## AIM OF THE TASK
Return every line of the items that contains the word "gray".

[Saved data entries]
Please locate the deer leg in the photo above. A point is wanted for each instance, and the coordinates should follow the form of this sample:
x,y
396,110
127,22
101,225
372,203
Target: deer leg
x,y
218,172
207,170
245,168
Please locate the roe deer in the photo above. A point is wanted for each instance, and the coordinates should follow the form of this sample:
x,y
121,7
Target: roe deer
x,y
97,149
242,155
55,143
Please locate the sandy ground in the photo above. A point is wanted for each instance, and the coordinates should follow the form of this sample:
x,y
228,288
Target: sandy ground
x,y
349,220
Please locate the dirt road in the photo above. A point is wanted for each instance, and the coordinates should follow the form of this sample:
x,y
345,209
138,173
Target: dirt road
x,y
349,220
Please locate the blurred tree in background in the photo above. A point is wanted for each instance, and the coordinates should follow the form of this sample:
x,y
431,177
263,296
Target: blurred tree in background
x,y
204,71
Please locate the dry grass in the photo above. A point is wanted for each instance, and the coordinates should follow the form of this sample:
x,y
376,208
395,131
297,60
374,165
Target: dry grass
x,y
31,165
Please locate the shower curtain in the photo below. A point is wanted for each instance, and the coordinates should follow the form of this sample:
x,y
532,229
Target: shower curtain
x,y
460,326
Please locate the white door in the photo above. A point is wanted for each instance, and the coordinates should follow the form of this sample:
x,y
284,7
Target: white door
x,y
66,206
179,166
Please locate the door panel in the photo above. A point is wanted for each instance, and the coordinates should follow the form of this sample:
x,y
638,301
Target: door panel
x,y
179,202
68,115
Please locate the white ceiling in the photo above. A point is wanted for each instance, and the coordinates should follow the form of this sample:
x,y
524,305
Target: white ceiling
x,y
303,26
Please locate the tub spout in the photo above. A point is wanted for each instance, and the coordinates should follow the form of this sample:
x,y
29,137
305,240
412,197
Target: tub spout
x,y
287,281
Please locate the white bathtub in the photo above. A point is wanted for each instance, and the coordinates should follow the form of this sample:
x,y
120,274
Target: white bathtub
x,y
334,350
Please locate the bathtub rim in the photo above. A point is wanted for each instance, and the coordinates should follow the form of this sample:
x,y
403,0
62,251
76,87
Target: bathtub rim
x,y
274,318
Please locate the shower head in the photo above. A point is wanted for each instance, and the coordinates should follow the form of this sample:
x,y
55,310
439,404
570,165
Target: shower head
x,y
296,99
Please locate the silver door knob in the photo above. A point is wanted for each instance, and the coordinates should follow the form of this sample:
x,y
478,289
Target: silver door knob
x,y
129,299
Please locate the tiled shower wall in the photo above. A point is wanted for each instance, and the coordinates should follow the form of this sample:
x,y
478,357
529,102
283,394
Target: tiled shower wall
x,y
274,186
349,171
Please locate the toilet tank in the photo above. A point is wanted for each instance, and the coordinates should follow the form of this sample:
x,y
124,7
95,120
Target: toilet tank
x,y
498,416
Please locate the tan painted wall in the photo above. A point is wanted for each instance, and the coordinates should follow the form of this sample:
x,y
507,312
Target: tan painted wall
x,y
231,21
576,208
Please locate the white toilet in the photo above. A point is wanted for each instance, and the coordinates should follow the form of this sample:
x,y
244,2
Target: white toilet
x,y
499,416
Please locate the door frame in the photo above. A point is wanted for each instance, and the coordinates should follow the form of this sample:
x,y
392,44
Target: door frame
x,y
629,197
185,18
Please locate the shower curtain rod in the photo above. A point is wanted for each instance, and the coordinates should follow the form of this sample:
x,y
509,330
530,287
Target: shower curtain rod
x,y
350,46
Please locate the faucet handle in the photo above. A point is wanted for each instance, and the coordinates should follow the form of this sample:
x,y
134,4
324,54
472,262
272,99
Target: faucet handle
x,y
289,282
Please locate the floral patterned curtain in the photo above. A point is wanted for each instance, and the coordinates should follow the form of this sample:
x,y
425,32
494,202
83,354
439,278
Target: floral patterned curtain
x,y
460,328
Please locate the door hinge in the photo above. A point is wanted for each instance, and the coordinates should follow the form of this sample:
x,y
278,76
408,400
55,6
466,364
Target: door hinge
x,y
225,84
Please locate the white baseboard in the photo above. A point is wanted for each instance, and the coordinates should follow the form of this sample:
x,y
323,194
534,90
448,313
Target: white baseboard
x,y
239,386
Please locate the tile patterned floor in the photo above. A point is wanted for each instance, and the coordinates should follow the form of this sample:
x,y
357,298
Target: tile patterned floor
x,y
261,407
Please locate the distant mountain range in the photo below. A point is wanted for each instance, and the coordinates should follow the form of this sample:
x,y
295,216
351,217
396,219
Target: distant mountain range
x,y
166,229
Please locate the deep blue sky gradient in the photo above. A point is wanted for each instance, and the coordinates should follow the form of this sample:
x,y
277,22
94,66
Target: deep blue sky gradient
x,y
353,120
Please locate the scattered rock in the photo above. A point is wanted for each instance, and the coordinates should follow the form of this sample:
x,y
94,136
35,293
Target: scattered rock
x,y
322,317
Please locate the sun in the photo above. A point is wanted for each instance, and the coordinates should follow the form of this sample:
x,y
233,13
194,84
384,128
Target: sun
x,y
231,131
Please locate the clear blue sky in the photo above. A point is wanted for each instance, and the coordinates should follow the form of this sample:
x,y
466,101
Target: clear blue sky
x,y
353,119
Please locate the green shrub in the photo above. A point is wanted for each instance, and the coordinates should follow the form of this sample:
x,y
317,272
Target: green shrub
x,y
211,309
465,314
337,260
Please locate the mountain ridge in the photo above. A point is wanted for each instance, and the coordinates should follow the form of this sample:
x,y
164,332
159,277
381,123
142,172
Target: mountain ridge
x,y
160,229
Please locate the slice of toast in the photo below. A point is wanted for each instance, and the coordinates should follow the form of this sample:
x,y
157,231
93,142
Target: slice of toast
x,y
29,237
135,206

--

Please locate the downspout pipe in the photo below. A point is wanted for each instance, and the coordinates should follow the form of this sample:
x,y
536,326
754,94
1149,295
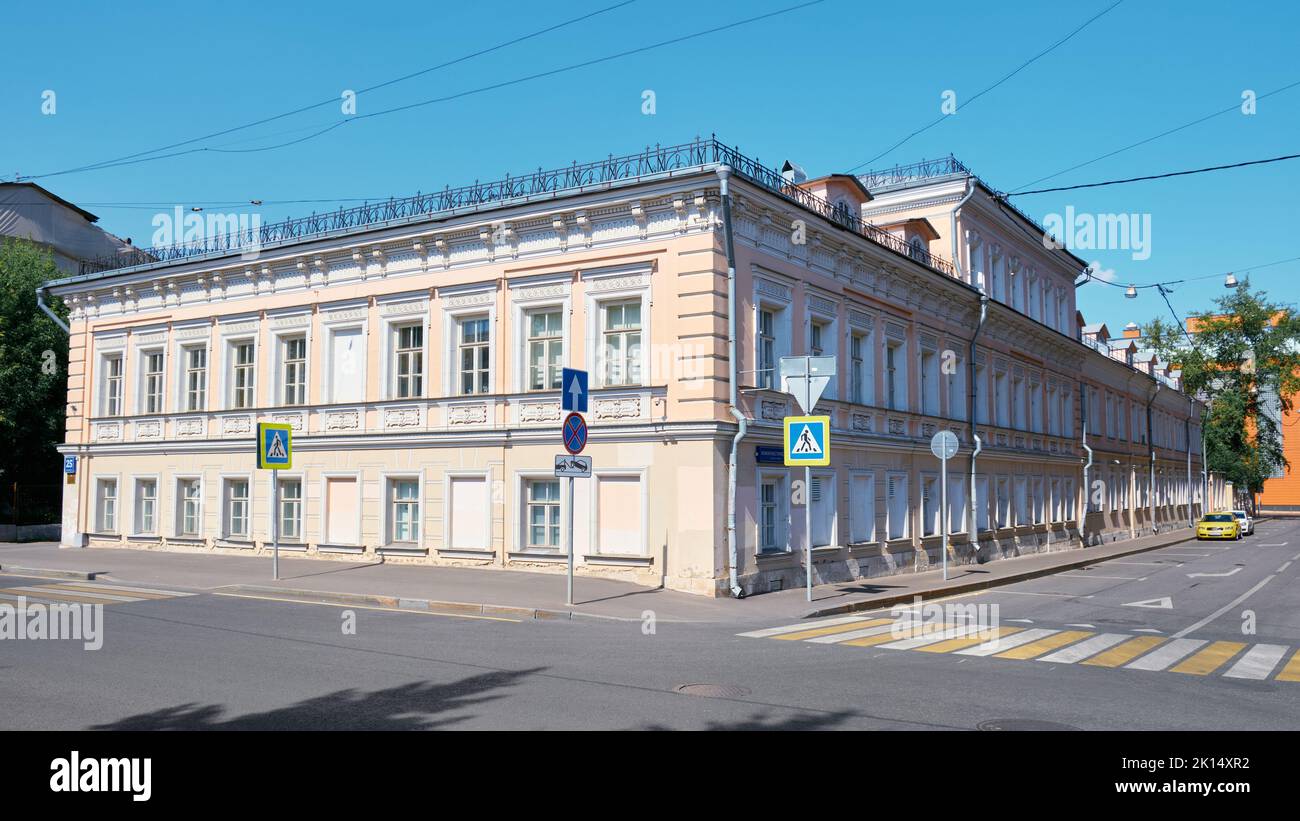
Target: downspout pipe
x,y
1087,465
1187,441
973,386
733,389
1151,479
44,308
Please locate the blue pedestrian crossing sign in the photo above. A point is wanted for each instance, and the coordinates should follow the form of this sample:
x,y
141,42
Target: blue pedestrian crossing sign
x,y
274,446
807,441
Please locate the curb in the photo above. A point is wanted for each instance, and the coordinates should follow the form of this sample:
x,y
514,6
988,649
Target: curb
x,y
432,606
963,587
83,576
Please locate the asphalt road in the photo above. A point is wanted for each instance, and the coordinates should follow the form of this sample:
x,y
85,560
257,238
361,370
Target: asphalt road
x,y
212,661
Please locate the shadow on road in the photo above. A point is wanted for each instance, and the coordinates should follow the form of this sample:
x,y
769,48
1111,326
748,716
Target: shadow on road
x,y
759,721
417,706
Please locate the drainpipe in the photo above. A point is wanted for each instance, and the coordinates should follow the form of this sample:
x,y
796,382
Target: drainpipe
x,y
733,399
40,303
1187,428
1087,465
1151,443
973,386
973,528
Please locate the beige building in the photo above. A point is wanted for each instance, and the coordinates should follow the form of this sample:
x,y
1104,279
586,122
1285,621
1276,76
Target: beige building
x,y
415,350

---

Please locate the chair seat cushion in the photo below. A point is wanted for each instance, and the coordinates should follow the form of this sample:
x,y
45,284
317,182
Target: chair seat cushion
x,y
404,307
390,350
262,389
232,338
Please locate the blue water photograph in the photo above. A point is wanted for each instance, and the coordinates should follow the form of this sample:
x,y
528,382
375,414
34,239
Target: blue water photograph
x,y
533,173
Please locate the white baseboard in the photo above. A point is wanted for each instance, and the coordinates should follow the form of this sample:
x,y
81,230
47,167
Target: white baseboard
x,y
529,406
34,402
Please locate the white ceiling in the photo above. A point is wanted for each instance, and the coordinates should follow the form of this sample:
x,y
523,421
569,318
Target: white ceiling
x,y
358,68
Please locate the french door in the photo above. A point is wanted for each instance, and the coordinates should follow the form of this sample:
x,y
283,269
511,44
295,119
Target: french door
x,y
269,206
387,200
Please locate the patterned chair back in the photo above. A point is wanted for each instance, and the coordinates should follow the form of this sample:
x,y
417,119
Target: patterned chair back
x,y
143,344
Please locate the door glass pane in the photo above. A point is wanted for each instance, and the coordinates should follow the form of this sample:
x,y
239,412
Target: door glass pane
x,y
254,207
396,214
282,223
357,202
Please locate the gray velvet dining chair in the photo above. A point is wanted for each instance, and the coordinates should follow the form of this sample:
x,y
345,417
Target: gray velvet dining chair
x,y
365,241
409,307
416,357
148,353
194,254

## SOLVED EXERCISE
Please locate the gray velvet dining chair in the photo above. A point is wanted for each instance, and the coordinates should follow the form of this sample:
Target: gray velvet dining chair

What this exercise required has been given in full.